AIM OF THE TASK
Your answer should be the records below, repeated exactly as they stand.

Collection entries
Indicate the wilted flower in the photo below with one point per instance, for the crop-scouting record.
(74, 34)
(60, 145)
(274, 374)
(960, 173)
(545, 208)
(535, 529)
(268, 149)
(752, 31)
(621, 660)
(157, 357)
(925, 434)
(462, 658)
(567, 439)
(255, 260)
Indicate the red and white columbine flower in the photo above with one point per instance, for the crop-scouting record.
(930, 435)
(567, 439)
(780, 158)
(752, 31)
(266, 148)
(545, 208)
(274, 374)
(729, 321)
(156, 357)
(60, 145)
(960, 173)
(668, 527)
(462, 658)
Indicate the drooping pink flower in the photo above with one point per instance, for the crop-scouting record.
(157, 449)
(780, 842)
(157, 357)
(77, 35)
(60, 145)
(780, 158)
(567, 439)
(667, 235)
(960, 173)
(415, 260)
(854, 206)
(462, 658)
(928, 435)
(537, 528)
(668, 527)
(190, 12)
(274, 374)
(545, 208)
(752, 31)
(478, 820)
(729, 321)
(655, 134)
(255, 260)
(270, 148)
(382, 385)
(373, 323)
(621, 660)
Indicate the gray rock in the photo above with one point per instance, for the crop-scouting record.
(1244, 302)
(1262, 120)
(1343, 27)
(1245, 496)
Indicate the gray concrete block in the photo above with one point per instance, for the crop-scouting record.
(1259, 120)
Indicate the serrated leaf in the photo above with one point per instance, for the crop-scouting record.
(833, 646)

EXERCISE SOLUTION
Indicate the wilted flower in the photo below with one point per instance, for the crop-scouting record.
(74, 34)
(60, 145)
(274, 374)
(960, 173)
(545, 208)
(535, 529)
(268, 149)
(752, 31)
(621, 660)
(157, 357)
(925, 434)
(462, 658)
(567, 439)
(255, 260)
Indicate the red and white columbine flower in the photo above with one point per instance, for the crop-scouting record.
(930, 435)
(567, 439)
(780, 158)
(752, 31)
(266, 148)
(545, 208)
(274, 374)
(729, 321)
(156, 357)
(60, 145)
(960, 173)
(668, 527)
(462, 658)
Indicate the drooping pink flower in the photo above with one point per instance, for the crop-scouting record.
(157, 449)
(780, 842)
(157, 357)
(77, 35)
(60, 145)
(780, 158)
(567, 439)
(667, 235)
(960, 173)
(415, 260)
(854, 206)
(462, 658)
(928, 435)
(537, 528)
(668, 527)
(190, 12)
(274, 374)
(545, 208)
(752, 31)
(478, 820)
(729, 321)
(655, 134)
(255, 260)
(270, 148)
(382, 385)
(373, 323)
(621, 660)
Indicate the gray rock in the photo above with one point per instance, for the crop-scouting record.
(1244, 302)
(1262, 120)
(1343, 27)
(1245, 496)
Indicate the gray concrete block in the photo above with one point per instance, for the crop-scouting record.
(1259, 120)
Indicate the serrated leaf in the photo above with one point per instance, for the crop-scouting record.
(833, 646)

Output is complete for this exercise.